Page excerpt ▸
Lady Megan Arvon Lloyd George,  (22 April 1902 – 14 May 1966) was a Welsh politician and the first female Member of Parliament (MP) for a Welsh constituency. She also served as Deputy Leader of the Liberal Party, before later becoming a Labour MP. In 2016, she was named as one of "the 50 greatest Welsh men and women of all time".

Background

She was the youngest child of David Lloyd George and his wife, Margaret, being born in 1902 in Criccieth, Caernarfonshire. Her name at birth was registered with forenames Megan Arvon and surname George, but she adopted her father's barrelled surname "Lloyd George". As her father was raised to the peerage as Earl Lloyd-George of Dwyfor in 1945, she gained the style of Lady Megan (Lloyd George).

Childhood 

Lloyd George was imaginative and "sprite-like" when young, and was described in the local press as a "daring sceptic", disliking her father's stories of Daniel in the lions' den. Around the age of five, she would travel with her father to their house in Brighton, and delight his guests by bringing them an early morning cup of tea while they were still in bed.

She began public engagements at an early age, and on 16 November 1910, at the age of eight, performed the opening ceremony of the extension of the Claremont Central Mission in Pentonville.

Liberal Party
Like her brother, Gwilym, she followed her father into politics. She became the first female MP in Wales when she won Anglesey for the Liberals in 1929.

Along with her father, she refused to support Ramsay MacDonald's National Government in 1931 and successfully held Anglesey as an opposition Liberal at the 1931 General Election. She held the seat again as a Liberal from 1935 to 1951.  During World War II, she was a member of Radical Action, which called for a more radical political stance and for the party to withdraw from the war-time electoral truce.

Throughout the 1940s and 1950s she campaigned for a Welsh Parliament and the creation of a Secretary of State for Wales. Prominent among the radicals in the Liberal Party, she opposed what she saw as the party's drift away from her father's brand of liberalism. During the late 1940s, Lady Megan (as she was universally known) remained on friendly terms with Clement Attlee and there were rumours that she would join the Labour Party.  In 1949, Lady Megan was elected Deputy Leader of the Liberal Party in a bid to create unity, but after losing her seat she stood down in 1952. Disillusioned with the Liberals, she indicated in November that year that she would not stand again in Anglesey.

Labour Party

In 1955, Lady Megan defected to the Labour Party. In 1957, she stood against the Liberals as the Labour Party candidate at a by-election in Carmarthen and won the seat, which she held until her death from breast cancer at Pwllheli in 1966, aged 64.

She was Philip Noel-Baker's romantic partner from 1936 until Irene Noel-Baker's death in 1956.

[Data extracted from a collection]
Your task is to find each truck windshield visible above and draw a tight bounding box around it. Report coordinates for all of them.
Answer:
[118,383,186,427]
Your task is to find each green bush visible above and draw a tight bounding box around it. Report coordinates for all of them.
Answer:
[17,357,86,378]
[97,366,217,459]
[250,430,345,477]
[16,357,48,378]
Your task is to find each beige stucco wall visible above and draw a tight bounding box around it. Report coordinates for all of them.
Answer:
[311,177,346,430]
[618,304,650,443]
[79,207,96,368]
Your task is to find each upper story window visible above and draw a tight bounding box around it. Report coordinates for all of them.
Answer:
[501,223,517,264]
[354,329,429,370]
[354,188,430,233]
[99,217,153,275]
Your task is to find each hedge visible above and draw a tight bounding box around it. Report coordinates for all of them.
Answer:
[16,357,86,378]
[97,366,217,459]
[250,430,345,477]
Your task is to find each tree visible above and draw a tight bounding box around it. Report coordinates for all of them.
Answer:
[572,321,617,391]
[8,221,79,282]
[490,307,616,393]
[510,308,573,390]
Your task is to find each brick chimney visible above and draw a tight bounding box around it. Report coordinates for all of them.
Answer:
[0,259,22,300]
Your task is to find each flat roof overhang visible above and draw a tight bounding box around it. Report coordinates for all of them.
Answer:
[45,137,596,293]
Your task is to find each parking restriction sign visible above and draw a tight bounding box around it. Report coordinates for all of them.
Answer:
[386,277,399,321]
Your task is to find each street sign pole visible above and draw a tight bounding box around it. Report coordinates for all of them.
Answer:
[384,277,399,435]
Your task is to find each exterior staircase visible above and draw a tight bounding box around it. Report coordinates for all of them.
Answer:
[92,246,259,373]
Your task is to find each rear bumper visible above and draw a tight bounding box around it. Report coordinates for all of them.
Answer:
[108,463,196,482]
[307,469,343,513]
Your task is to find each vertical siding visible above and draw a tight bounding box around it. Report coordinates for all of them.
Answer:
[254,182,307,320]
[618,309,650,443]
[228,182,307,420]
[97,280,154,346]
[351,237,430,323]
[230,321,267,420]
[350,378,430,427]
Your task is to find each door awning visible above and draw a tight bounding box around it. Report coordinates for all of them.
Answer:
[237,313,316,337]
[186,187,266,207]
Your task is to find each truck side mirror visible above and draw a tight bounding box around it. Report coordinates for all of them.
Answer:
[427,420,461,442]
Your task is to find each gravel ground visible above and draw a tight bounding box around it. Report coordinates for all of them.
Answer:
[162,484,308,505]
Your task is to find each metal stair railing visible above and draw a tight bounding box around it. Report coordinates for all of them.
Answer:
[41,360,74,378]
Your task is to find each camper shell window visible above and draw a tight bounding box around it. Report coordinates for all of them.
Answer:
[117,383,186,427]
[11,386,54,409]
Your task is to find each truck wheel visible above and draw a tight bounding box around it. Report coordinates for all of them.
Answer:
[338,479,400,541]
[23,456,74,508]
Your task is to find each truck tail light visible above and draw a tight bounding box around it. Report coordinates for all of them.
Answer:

Task list ▸
1. In the Megan Lloyd George biography, which constituency did she win for the Liberals in 1929?
2. Reproduce word for word everything in the Megan Lloyd George biography from "She was the" down to "still in bed.".
Rely only on the biography of Megan Lloyd George for your answers.

Exercise solutions ▸
1. Anglesey

2.
She was the youngest child of David Lloyd George and his wife, Margaret, being born in 1902 in Criccieth, Caernarfonshire. Her name at birth was registered with forenames Megan Arvon and surname George, but she adopted her father's barrelled surname "Lloyd George". As her father was raised to the peerage as Earl Lloyd-George of Dwyfor in 1945, she gained the style of Lady Megan (Lloyd George).

Childhood 

Lloyd George was imaginative and "sprite-like" when young, and was described in the local press as a "daring sceptic", disliking her father's stories of Daniel in the lions' den. Around the age of five, she would travel with her father to their house in Brighton, and delight his guests by bringing them an early morning cup of tea while they were still in bed.